▸ What is being asked: Repeat the data exactly as given below, dropping every picture.

————

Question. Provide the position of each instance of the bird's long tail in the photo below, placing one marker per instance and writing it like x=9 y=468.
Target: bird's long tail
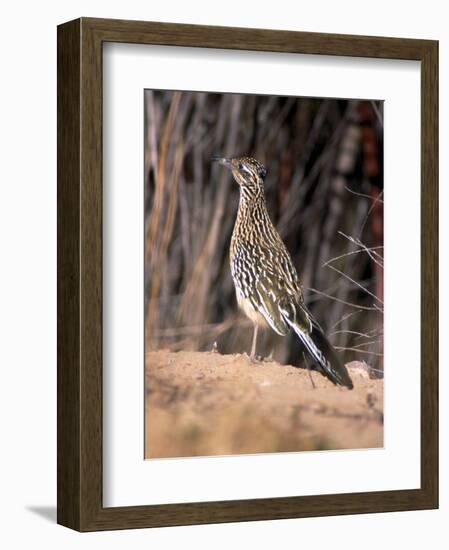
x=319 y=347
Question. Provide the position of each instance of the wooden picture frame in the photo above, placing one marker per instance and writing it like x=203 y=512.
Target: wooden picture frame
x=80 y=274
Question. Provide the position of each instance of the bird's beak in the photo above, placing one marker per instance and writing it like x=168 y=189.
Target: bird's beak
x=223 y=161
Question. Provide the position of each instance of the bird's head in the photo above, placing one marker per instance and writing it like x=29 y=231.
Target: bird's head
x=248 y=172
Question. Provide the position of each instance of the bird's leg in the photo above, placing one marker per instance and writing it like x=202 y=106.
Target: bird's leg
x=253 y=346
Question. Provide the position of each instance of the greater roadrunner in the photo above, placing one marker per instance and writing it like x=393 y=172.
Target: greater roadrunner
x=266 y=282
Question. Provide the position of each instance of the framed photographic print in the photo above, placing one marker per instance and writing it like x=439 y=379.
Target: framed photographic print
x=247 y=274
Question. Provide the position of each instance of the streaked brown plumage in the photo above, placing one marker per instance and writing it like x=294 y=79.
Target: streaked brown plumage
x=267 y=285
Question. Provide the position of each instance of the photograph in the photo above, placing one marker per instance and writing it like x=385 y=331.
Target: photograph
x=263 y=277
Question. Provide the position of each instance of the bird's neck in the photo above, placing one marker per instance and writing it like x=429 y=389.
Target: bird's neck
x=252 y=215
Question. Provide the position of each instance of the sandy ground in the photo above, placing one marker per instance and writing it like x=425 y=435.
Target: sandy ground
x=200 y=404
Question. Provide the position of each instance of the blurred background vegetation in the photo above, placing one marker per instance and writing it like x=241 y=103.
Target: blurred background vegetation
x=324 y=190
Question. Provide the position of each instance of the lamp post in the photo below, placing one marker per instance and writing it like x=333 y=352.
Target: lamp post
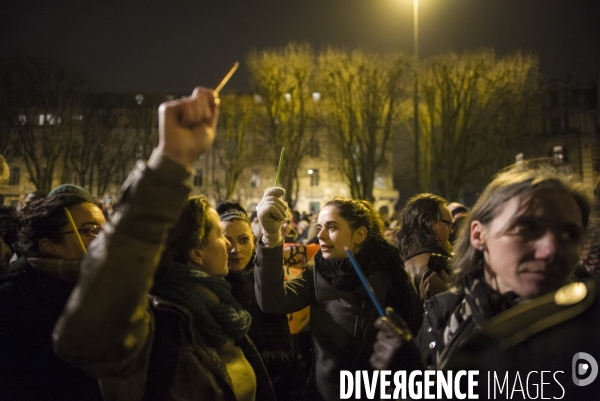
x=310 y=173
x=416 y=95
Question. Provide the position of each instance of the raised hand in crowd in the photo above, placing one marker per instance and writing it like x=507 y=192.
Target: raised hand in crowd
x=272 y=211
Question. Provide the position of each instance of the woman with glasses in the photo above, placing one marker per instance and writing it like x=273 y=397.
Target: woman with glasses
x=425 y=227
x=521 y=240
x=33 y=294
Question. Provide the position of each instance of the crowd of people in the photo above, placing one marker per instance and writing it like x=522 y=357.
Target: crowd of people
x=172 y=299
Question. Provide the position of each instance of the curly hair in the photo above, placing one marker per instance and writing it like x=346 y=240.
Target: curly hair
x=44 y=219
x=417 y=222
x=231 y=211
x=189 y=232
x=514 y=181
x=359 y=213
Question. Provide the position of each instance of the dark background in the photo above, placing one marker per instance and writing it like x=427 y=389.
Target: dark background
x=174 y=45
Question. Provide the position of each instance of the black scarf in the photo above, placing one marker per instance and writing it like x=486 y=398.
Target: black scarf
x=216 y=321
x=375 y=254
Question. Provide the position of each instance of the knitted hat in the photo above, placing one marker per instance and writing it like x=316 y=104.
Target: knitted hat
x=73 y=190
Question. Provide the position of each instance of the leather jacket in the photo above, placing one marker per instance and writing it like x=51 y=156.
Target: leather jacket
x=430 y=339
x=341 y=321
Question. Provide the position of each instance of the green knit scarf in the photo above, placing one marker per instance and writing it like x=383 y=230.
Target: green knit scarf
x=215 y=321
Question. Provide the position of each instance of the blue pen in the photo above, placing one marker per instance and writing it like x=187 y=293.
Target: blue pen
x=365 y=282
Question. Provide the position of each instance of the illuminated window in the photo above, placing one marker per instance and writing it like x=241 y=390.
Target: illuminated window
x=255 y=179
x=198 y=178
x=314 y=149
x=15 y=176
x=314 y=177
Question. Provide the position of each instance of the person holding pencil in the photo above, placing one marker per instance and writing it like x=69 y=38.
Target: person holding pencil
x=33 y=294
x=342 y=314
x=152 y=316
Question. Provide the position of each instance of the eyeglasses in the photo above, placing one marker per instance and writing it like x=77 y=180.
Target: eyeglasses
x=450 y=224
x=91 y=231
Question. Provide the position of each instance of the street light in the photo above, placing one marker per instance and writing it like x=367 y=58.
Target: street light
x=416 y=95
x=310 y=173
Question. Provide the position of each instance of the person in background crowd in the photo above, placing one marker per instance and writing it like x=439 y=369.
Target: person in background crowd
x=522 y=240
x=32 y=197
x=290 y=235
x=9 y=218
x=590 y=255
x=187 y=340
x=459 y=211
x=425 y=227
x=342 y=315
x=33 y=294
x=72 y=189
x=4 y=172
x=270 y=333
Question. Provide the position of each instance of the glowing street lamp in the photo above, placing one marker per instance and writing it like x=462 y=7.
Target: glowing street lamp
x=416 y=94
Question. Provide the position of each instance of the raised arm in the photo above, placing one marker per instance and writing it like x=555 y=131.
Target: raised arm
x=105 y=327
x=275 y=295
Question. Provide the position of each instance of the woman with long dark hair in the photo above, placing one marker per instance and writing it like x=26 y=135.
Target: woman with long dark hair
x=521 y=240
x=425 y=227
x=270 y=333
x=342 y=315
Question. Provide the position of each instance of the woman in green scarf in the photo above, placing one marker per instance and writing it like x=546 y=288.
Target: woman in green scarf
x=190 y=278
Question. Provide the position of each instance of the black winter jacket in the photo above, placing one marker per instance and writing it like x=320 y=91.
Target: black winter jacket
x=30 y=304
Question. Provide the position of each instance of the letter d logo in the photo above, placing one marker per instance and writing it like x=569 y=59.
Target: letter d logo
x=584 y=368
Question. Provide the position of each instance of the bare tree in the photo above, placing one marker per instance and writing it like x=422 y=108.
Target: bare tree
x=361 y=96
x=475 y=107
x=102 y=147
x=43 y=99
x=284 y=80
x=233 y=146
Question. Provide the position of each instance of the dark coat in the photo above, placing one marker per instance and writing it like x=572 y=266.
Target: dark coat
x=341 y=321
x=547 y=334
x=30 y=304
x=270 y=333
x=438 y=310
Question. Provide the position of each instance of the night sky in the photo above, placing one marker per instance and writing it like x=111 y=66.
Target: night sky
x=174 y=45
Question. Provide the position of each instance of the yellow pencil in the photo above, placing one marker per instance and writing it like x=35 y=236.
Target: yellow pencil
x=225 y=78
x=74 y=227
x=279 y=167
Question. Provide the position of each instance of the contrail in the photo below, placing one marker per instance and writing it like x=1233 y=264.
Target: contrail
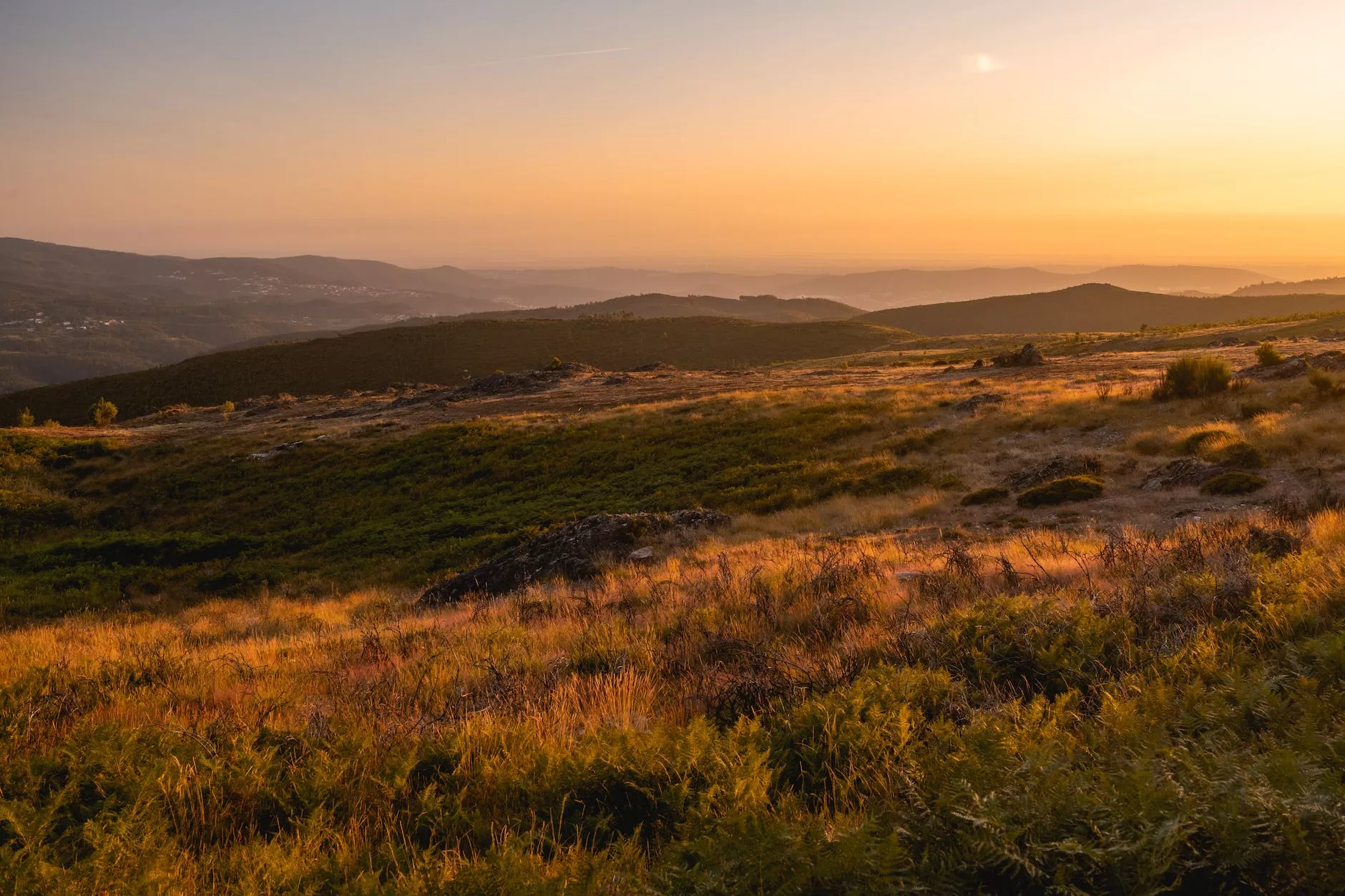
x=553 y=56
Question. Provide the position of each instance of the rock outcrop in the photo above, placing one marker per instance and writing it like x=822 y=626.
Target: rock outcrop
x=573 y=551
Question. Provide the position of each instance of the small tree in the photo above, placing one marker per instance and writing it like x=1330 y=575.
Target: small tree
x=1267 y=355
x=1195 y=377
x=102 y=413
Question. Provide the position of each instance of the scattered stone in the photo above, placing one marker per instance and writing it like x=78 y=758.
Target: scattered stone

————

▸ Your response:
Question. Provide the position of each instance of the bird's long tail in the photo below, placing one marker per instance and writing it like x=9 y=468.
Target: bird's long tail
x=319 y=347
Question. Provide the position of each instance of the wooden picture frame in the photo above, placing one marker per instance and writing it like x=203 y=512.
Target: wooden picture frame
x=80 y=274
Question. Provide the position of each instance of the bird's beak in the photo above, placing one marker per instance and writing it like x=168 y=189.
Target: bird's beak
x=223 y=161
Question. Provide the position of each instance of the bird's head in the photo above, placing one marker per instance and writing it like x=29 y=231.
Target: bird's head
x=248 y=172
Question. Provide the position of each instance of the bird's leg in the photo above, placing one marker per instance and writing it like x=202 y=106.
Target: bird's leg
x=253 y=346
Question. Provide the position of each instance of the greater roadrunner in the photo above, placing one marker per instance and writing it like x=393 y=172.
Target: greater roadrunner
x=266 y=282
Question. Provide the position of each instance of the framed photographic print in the photo above, placing one marker per instance and writing it like x=439 y=379.
Target: framed photographic print
x=247 y=274
Question. Provide the position of each instance of the streaked brown plumage in the photo above, placing one marker per instance and writing it like x=294 y=79.
Target: streaked brown plumage
x=267 y=285
Question. Provide the position of each instance of the photograph in the photo above, placing one marker per instance and writing it like x=385 y=331.
Target: photograph
x=263 y=277
Question. Provide the position of each instance of the bird's neck in the photo above, placing one marker per instance and writing it like x=429 y=389.
Target: bird's neck
x=252 y=215
Question. Provide the position of each instance of the sandy ground in the photo above, placing one marker per instance and writing it like x=425 y=435.
Target: sandy ground
x=200 y=404
Question. Provide the position of each instance of the blurred background vegetation in the photo above, placing one marker per instance and writing it like x=241 y=103.
Target: blurred background vegetation
x=324 y=190
Question. Provide the position of each instance of the lamp post in the photo below, placing one marker per instance and writing it like x=333 y=352.
Target: lamp post
x=310 y=173
x=416 y=95
Question. Provide the position of each instance of the raised hand in crowd in the photo above, placing one marker per instance and writing it like x=507 y=192.
Target: raised hand in crowd
x=272 y=211
Question. Provide the position of each instance of the woman with glasses in the photo above, placing one marker per instance and writing it like x=273 y=397.
Target: woman with glasses
x=425 y=227
x=521 y=240
x=33 y=294
Question. Provide the position of each instance of the crowd of people in the photo above, placing one marker per instance and writing it like x=522 y=357.
Target: crowd of people
x=172 y=299
Question. Provide the position of each instance of the curly hair in the photo above, placing one marker per instance and writing it like x=346 y=240.
Target: curly hair
x=44 y=219
x=417 y=222
x=231 y=211
x=189 y=232
x=514 y=181
x=359 y=213
Question. Provide the position of each instance of the dark background in the photo above, placing one marker per instance and writing it like x=427 y=389.
Target: dark background
x=174 y=45
Question. Provide the position of each instance of the black scarf in the photo above, placing one marker per instance and writing it like x=486 y=398.
Target: black scarf
x=216 y=321
x=375 y=254
Question. Provide the position of each instance of the knitted hat in the photo above, placing one marker per instance and writing it like x=316 y=104.
Target: knitted hat
x=73 y=190
Question. Provide the position of each instance of the leather jacket in the photo above, placing one marker per instance and writing it like x=51 y=156.
Target: leather jacket
x=430 y=339
x=341 y=321
Question. Provide the position of each instance of the green knit scarf in the photo above, placing one marker per instance and writing it like x=383 y=230.
Target: green knit scarf
x=215 y=321
Question. Provide the position of each instance of the blue pen in the photo above, placing one marker per instance and writing it like x=187 y=293.
Target: blue pen
x=365 y=282
Question. Provide the position of each instance of the illuminated window in the photo above, placing one marker per instance and writing it like x=241 y=390.
Target: illuminated window
x=255 y=179
x=198 y=178
x=314 y=149
x=15 y=176
x=314 y=177
Question. Provide the position of each instance of the person holding pencil in the photo above, placing one marker per instance and writing it like x=69 y=38.
Target: person holding pencil
x=33 y=294
x=342 y=314
x=152 y=316
Question. Provide the position of each instance of the eyeglasses in the photo above, placing one marker per instance and writing it like x=77 y=180.
Target: eyeglasses
x=450 y=224
x=91 y=231
Question. Provide the position of each instance of the street light in the photo above, placing one marker per instance and writing it like x=367 y=58.
Target: street light
x=416 y=95
x=310 y=173
Question. Provide the position of each instance of the person in background crowd in the photo above, placing one marker per instance and writing it like x=439 y=369.
Target: person in background crowd
x=522 y=240
x=32 y=197
x=290 y=235
x=9 y=218
x=590 y=255
x=187 y=340
x=459 y=211
x=425 y=227
x=342 y=315
x=33 y=294
x=72 y=189
x=4 y=172
x=270 y=333
Question. Provide the position of each instance of the glowing street lamp in the photo above, placing one marker per instance and writing it like x=462 y=7.
Target: glowing street lamp
x=416 y=94
Question. Provide the position of each instance of the raised arm in the photo above, placing one marker per instance and writing it like x=555 y=131.
Target: raised arm
x=105 y=327
x=275 y=295
Question. Provide the position of each instance of the woman with long dark hair in the photo above, placing one marker per instance and writing it like x=26 y=135.
Target: woman with long dark hair
x=521 y=240
x=425 y=227
x=270 y=333
x=342 y=315
Question. Provide the position of each instance of the woman in green scarf in the photo above, placing one marker per instance and writing it like x=546 y=288.
Target: woman in green scarf
x=190 y=278
Question. Provide the position of each instance of the black winter jacket in the photo above, placing one marker per instance and writing it like x=320 y=91.
Target: black winter jacket
x=30 y=304
Question. Provide the position of each instance of the letter d logo in the photo above, placing one marker per instance and writing it like x=569 y=59.
Target: letter d logo
x=584 y=368
Question. Provide the position of each instance of the bare tree in the photo above, placing one marker per instance and writing it like x=422 y=108.
Target: bare tree
x=361 y=96
x=475 y=107
x=102 y=147
x=43 y=99
x=284 y=80
x=233 y=146
Question. Provide the position of each instance of the dark coat in the photo above, placing one marker per instance and writing it like x=572 y=266.
Target: dark coat
x=341 y=321
x=547 y=334
x=30 y=304
x=270 y=333
x=438 y=310
Question. Provide the position of each instance of the night sky in the photo above, placing one marker per instance and writing it like x=111 y=66.
Target: night sky
x=174 y=45
Question. Provide the position of each instance of the yellow pencil in the photo above, placing one marker per instance and writing it like x=35 y=236.
Target: yellow pencil
x=225 y=78
x=74 y=227
x=279 y=167
Question. Provide the position of each instance of the contrail in the photo below, placing one marker per instance and writing it like x=1233 y=264.
Target: contrail
x=553 y=56
Question. Provide the position of each instance of the rock outcrop in the photo above, placing one marker per instance and writing it like x=822 y=626.
Target: rock outcrop
x=573 y=551
Question. Provide the position of each instance of the small tree in the photo above, placing one marker per instance and writing it like x=1330 y=575.
Target: small tree
x=1267 y=355
x=1195 y=377
x=102 y=413
Question. Provide the position of each instance of the scattered stone in the photo above, placing one marker per instance and writing it like x=78 y=758.
Target: scattered stone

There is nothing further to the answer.